- _EXERCÍCIO ESCRITO 1_
No texto sobre a entrevista de Meryl Streep no Festival de Berlim, o que o repórter austríaco deu à atriz?
- _EXERCÍCIO ESCRITO 2_
Prossiga com o texto sobre a entrevista de Meryl Streep no Festival de Berlim, a partir da última frase apresentada.

- _TEXTO DE ORIGEM_
- - - - - - -

Carlos Augusto Brandão, especial para a Gazeta do Povo

O Urso Honorário do Festival de Berlim – tradicional prêmio oferecido para nomes de destaque do cinema – foi entregue na noite da última terça-feira à Meryl Streep, 62 anos de idade e 35 de profissão. Em uma concorrida entrevista coletiva após a exibição de A Dama de Ferro, Meryl refletiu sobre o preço da fama e sobre como interpretar Margaret Thatcher mudou sua opinião pessoal a respeito da ex-primeira-ministra britânica.

Além disso, recebeu agrados dos jornalistas presentes na ocasião: um buquê de flores de um repórter austríaco e três bonequinhas siberianas de um jornalista russo – uma com a imagem de Meryl, a segunda com a imagem de Margaret Thatcher e a terceira com sua personagem em O Diabo Veste Prada, inspirada na editora-chefe da revista Vogue norte-americana, Anna Wintour.

Como era esperado, as perguntas da entrevista giraram em torno de A Dama de Ferro, que abrange a juventude de Thatcher, a ascensão ao poder, o período como primeira-ministra e o casamento, vistos em flashback, enquanto o Alzheimer vai prejudicando sua lucidez.

Embora reconhecendo que foi um papel difícil, a atriz disse que era impossível recusar a personagem. "Não existe um papel como esse porque não existe uma mulher como essa. Por nenhum motivo o recusaria, até mesmo não admirando sua política. Parte do que me interessou foi ver porque ficamos tão desconfortáveis com mulheres líderes. Quando eu cresci, nenhuma mulher era presidente de grandes empresas, exemplos que hoje são banais", ressaltou, detalhando os muitos personagens que já viveu no cinema. "É importante tratar cada um deles como uma pessoa única. No caso da ministra britânica, sabia que teria de fazer muita pesquisa. Queria conhecer os fatos com a maior profundidade possível", contou.

- - - - - - -

- _BLOCO DE DADOS_
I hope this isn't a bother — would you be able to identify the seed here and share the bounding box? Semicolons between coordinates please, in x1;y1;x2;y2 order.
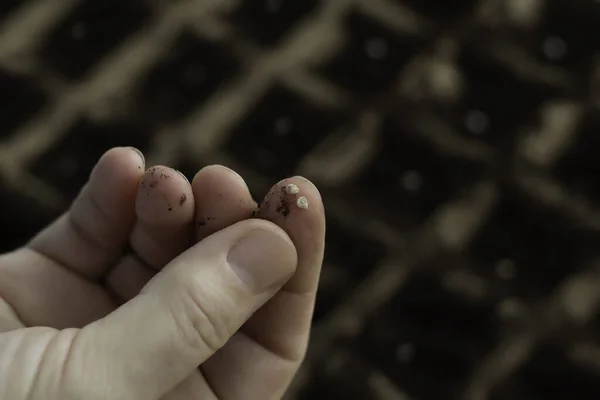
296;196;308;210
285;183;300;194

- - - - - - -

- _RESPOSTA DA TAREFA 1_
Um buquê de flores.

- _RESPOSTA DA TAREFA 2_
Streep – cuja carreira inclui mais de 40 filmes – já recebeu inúmeros prêmios, além de 17 indicações ao Oscar e 18 nominações para o Globo de Ouro. Em Berlim, a atriz foi premiada em 2003, quando dividiu o Urso de Ouro com Julianne Moore e Nicole Kidman por As Horas, de Stephen Daldry. Além da homenagem deste ano, o festival promove uma retrospectiva com seis filmes protagonizados pela atriz.

Academia

Damas britânicas são boa inspiração

Folhapress

O cinema gosta de retratar grandes personalidades femininas britânicas. E o Oscar gosta de premiar ou indicar as atrizes que as interpretam. Com a nomeação de Meryl Streep por A Dama de Ferro, essa será a terceira vez em que isso ocorre em anos recentes. A primeira foi com Cate Blanchet, indicada por Elizabeth (1998), que conta a história da monarca (1533-1603) que regeu a Grã-Bretanha por mais de 40 anos e foi uma das responsáveis pela ascensão do país como grande potência. Depois, foi Helen Mirren com A Rainha (2006), que levou o Oscar e vários outros prêmios para casa. Na história, a atriz também faz uma rainha Elizabeth, mas a segunda, que está no poder até hoje. O longa se passa durante os dias que sucedem a morte da princesa Diana, em 1997. Uma das figuras mais carismáticas que a Inglaterra já viu, Lady Di não poderia ficar de fora. A atriz Jessica Chastain deve viver "a princesa do povo" em 2013, no filme Caught in Flight. A Academia vai ficar de olho.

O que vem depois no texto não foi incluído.